## The exercise
Output, with no changes, the span of lines that opens with the line containing "[trace] large granite boulder" and closes with the last line.

## Extracted data
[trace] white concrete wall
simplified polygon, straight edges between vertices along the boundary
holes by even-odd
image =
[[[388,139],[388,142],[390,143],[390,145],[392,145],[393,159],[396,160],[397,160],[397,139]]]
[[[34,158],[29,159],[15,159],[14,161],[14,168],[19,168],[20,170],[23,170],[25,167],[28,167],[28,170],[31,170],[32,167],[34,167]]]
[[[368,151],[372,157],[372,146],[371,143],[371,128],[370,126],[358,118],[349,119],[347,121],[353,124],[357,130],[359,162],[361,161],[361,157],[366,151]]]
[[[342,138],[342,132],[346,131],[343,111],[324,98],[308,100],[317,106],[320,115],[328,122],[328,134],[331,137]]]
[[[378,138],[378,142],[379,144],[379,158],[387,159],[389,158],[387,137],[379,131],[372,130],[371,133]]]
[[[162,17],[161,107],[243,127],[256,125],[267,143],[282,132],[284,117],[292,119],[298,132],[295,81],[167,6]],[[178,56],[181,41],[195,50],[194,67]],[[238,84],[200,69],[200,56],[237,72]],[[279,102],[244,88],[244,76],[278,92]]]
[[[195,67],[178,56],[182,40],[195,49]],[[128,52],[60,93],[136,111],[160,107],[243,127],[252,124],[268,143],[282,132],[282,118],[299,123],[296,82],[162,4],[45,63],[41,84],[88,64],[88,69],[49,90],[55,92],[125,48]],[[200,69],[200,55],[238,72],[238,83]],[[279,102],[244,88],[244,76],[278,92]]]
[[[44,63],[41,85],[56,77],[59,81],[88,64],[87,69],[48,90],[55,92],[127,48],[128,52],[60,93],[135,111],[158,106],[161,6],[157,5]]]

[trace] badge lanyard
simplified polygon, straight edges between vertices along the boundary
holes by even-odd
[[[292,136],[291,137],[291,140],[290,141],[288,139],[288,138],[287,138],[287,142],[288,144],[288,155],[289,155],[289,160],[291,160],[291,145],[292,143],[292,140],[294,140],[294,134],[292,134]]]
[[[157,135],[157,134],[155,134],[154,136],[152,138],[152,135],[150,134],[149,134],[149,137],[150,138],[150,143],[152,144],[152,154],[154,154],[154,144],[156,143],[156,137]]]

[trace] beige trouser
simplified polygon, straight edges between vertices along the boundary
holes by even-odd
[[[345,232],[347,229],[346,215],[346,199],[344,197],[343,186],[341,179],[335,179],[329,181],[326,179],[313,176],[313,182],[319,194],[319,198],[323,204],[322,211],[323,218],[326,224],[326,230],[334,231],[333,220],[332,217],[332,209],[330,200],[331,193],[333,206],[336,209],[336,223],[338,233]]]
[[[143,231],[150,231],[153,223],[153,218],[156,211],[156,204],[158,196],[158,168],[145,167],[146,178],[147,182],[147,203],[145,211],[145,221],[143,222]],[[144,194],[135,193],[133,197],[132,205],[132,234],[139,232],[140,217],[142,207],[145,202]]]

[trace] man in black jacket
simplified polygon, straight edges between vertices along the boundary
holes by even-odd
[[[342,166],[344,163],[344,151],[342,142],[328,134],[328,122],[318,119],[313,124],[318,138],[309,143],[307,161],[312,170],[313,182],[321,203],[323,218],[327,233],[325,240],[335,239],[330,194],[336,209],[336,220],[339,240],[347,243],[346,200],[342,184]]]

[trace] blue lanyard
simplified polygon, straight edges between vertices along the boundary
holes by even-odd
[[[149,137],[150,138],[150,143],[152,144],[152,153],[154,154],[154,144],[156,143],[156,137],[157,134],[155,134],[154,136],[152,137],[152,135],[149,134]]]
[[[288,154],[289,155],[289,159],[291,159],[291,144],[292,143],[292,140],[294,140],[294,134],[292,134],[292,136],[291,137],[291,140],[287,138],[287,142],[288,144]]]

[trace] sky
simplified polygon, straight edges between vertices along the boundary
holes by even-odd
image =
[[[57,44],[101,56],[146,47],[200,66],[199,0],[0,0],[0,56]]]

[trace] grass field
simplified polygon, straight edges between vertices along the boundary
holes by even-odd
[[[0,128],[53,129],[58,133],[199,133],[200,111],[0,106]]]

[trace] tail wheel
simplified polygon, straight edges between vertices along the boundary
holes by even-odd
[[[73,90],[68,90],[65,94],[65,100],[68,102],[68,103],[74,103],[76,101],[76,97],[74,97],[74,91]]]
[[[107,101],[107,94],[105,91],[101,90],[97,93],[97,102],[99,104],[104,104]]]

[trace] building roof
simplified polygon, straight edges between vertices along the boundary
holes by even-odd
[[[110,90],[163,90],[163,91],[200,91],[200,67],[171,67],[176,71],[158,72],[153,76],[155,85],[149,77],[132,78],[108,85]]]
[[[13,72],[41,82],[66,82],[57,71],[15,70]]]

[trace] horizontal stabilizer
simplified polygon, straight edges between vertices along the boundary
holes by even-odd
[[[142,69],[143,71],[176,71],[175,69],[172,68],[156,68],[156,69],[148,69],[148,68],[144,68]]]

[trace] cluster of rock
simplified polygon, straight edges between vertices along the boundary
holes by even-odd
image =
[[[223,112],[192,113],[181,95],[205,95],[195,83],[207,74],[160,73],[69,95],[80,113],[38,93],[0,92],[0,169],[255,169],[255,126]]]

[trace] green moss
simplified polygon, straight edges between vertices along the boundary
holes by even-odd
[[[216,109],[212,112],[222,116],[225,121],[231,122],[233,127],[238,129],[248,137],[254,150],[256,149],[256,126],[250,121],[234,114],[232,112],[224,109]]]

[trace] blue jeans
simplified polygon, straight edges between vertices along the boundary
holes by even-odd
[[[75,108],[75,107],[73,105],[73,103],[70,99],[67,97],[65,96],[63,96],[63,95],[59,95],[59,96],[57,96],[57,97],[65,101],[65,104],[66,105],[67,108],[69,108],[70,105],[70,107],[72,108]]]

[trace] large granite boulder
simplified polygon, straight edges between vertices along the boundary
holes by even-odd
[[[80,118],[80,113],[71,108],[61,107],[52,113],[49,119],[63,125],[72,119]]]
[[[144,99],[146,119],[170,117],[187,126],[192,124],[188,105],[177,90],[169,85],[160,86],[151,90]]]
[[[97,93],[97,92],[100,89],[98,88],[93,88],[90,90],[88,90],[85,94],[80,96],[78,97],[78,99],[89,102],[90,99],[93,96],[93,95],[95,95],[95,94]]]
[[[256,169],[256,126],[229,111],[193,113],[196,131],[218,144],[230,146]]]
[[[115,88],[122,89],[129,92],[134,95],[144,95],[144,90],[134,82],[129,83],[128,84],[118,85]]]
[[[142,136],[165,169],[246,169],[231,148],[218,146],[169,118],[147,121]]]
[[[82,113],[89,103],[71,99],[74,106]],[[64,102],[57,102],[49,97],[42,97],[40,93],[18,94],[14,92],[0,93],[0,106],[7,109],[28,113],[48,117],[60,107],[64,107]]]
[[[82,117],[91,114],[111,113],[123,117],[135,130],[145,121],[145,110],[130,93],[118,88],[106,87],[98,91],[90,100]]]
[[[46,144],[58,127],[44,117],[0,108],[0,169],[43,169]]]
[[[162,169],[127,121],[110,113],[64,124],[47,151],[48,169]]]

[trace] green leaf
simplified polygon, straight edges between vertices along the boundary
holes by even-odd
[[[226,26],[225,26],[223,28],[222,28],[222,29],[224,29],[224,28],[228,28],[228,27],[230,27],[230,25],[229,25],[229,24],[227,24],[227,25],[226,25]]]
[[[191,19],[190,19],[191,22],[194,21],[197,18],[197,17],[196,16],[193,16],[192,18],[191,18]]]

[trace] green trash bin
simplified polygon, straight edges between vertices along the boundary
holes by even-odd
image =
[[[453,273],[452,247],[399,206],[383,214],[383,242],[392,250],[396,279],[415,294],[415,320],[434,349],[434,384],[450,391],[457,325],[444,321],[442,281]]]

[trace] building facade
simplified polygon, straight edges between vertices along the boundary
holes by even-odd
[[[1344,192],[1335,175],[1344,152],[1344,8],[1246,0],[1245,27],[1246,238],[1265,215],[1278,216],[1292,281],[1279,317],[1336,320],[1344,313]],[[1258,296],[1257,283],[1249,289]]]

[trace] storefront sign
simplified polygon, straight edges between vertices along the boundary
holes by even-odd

## Solution for this task
[trace] large granite boulder
simplified polygon, straight edges between vertices along the boundary
holes by even-odd
[[[80,118],[80,113],[71,108],[61,107],[52,113],[49,119],[63,125],[72,119]]]
[[[144,99],[146,119],[170,117],[187,126],[192,124],[188,105],[177,90],[169,85],[160,86],[151,90]]]
[[[97,93],[97,92],[100,89],[98,88],[93,88],[90,90],[88,90],[85,94],[80,96],[78,97],[78,99],[89,102],[90,99],[93,96],[93,95],[95,95],[95,94]]]
[[[256,169],[256,126],[229,111],[193,113],[196,131],[218,144],[230,146]]]
[[[115,88],[122,89],[129,92],[134,95],[144,95],[144,90],[134,82],[129,83],[128,84],[118,85]]]
[[[142,136],[165,169],[246,169],[231,148],[218,146],[169,118],[147,121]]]
[[[82,113],[89,103],[71,99],[74,106]],[[64,102],[57,102],[49,97],[42,97],[40,93],[18,94],[14,92],[0,93],[0,106],[7,109],[28,113],[48,117],[60,107],[64,107]]]
[[[82,117],[91,114],[111,113],[123,117],[135,130],[145,121],[145,110],[130,93],[118,88],[106,87],[98,91],[90,100]]]
[[[46,144],[58,127],[44,117],[0,108],[0,169],[43,169]]]
[[[162,169],[127,121],[110,113],[64,124],[47,151],[48,169]]]

[trace] green leaf
simplified polygon, straight edges between vertices along the boundary
holes by even-odd
[[[226,26],[225,26],[223,28],[222,28],[222,29],[224,29],[224,28],[228,28],[228,27],[230,27],[230,25],[229,25],[229,24],[227,24],[227,25],[226,25]]]
[[[191,19],[190,19],[191,22],[194,21],[197,18],[197,17],[196,16],[193,16],[192,18],[191,18]]]

[trace] green trash bin
simplified polygon, straight edges between vertices along the boundary
holes by even-odd
image =
[[[453,273],[452,247],[399,206],[383,214],[383,242],[392,250],[396,279],[415,294],[415,320],[434,349],[434,384],[450,391],[457,325],[444,321],[442,281]]]

[trace] building facade
simplified polygon, straight edges between vertices along the boundary
holes by even-odd
[[[1344,192],[1335,175],[1344,152],[1344,8],[1246,0],[1245,27],[1246,238],[1265,215],[1278,216],[1292,281],[1279,317],[1336,320],[1344,313]],[[1258,296],[1257,283],[1249,289]]]

[trace] storefront sign
simplified polygon, straight edges between vertices along the boundary
holes by even-odd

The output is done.